Mapping the miRNA landscape of primitive macrophage extracellular vesicles highlights their pro-vasculogenic effects in engineered human cardiac tissue.

Resident cardiac macrophages, derived from primitive yolk sac precursors during embryogenesis, have increasingly been recognized for their distinct phenotype and functions in regulating homeostasis of the human heart. However, the profile of their extracellular vesicles (EVs) in cardiac signaling and regulation remains uncharted. Here, we employ differentiation of human pluripotent stem cell-derived primitive macrophages (Mac), harvesting their secreted EVs and performing in-depth characterization of associated microRNAs (miRNAs). Primitive macrophages secreted nanoscale EVs that expressed canonical EV markers, and miRNA sequencing highlighted a diverse and unique profile of miRNAs when compared to EVs sourced from other principal cardiac cell lineages and published data from monocyte-derived cells. In particular, we noted the abundance and enrichment of vascular-modulatory let-7 miRNAs and miR-126-3p. Functional screening of Mac-EVs in a 3D model of in vitro cardiac vasculogenesis confirmed enhanced early endothelial cell organization and branching. Establishing a reference for the human Mac-EV miRNome enables further hypothesis-driven mechanistic tests of Mac-EV miRNAs in mediating cardiac physiology and disease, opening the door to identification of therapeutic targets and modalities for cardiac repair.
■ ■ ■ ■ ■
§ Exercise instructions: Condense the paragraph of the abstract beginning "Resident cardiac macrophages" into a short bulleted list that keeps its main findings. Work from the abstract above and nothing else.

§ Data:
■ ■ ■ ■ ■
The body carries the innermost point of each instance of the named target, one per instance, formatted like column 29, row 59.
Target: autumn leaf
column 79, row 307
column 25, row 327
■ ■ ■ ■ ■
§ Answer space:
- Resident cardiac macrophages come from primitive yolk sac precursors and help regulate homeostasis of the human heart, but the profile of their extracellular vesicles (EVs) remains uncharted.
- Primitive macrophages (Mac) were differentiated from human pluripotent stem cells. Their secreted EVs were harvested, and the EVs' microRNAs (miRNAs) were characterized in depth.
- The macrophages secreted nanoscale EVs that expressed canonical EV markers.
- miRNA sequencing showed a diverse and unique profile compared with EVs from other principal cardiac cell lineages and with published data from monocyte-derived cells.
- Vascular-modulatory let-7 miRNAs and miR-126-3p were abundant and enriched.
- In a 3D in vitro model of cardiac vasculogenesis, Mac-EVs enhanced early endothelial cell organization and branching.
- This reference Mac-EV miRNome enables hypothesis-driven mechanistic tests and may lead to therapeutic targets and modalities for cardiac repair.